Supplied material Block Start
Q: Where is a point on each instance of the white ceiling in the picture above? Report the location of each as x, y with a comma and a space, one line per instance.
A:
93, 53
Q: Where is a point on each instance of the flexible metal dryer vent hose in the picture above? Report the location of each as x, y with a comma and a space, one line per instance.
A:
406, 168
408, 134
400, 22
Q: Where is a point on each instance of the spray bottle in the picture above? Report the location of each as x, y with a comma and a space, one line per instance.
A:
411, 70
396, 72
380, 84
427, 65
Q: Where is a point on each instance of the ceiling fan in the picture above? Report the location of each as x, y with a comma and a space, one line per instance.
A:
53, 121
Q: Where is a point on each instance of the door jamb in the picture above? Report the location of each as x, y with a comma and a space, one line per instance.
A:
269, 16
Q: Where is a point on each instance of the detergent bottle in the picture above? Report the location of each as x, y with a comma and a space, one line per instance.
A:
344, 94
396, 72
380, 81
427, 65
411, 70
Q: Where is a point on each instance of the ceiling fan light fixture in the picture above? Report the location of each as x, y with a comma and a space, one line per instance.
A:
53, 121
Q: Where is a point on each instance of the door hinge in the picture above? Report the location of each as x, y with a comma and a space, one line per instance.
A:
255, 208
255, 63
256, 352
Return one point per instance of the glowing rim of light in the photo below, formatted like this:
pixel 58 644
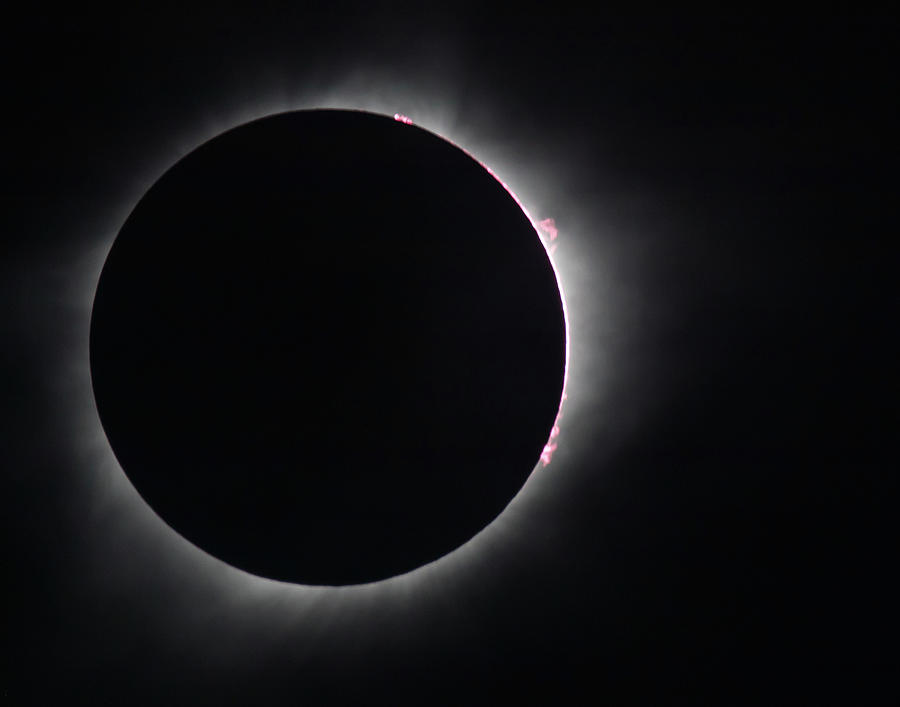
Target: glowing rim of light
pixel 228 573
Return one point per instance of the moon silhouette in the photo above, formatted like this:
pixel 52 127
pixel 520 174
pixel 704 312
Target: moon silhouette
pixel 327 347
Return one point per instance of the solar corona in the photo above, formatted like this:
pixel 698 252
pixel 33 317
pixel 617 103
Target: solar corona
pixel 304 366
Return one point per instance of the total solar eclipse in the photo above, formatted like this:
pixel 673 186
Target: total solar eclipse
pixel 327 347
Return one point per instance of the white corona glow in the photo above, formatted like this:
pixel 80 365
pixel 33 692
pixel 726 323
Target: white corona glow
pixel 116 505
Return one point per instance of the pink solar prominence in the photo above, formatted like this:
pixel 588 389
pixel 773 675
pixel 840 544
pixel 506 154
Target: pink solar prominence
pixel 548 233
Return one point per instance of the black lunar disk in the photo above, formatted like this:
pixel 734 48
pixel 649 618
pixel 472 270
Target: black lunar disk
pixel 327 347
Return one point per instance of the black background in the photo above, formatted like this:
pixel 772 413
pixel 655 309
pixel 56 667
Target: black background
pixel 716 527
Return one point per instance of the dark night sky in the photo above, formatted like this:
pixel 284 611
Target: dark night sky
pixel 716 525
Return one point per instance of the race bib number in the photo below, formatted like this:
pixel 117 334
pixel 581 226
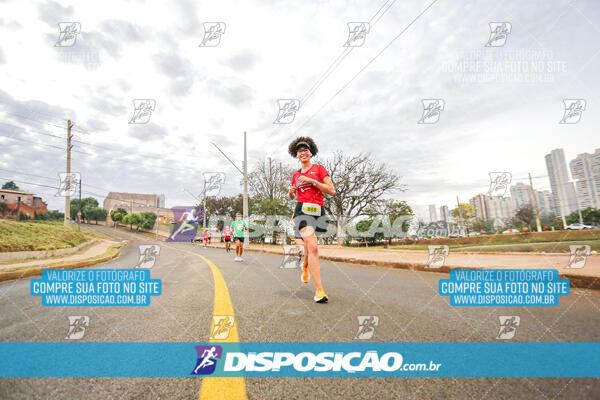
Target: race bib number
pixel 311 209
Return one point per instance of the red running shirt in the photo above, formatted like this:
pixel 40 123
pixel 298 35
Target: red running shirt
pixel 306 192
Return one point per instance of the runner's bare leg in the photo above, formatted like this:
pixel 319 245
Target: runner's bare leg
pixel 311 245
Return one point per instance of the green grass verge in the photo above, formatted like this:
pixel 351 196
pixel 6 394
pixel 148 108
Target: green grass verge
pixel 109 253
pixel 39 235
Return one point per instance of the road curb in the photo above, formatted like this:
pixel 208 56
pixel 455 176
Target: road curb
pixel 576 281
pixel 13 275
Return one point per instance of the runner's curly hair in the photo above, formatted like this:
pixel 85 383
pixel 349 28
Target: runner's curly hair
Supplied material Block End
• [Exercise details]
Using the listing above, show each line with the word "bottle" in it.

• [Written solution]
Q: Where is a point on each instance of the spray bottle in the picture above? Report the location of each as x, y with a comma and a space, one line per instance.
Q: Where is a point on each instance of the detergent bottle in the picture above? Report the location of each as x, y with a comma and a space, one line per instance.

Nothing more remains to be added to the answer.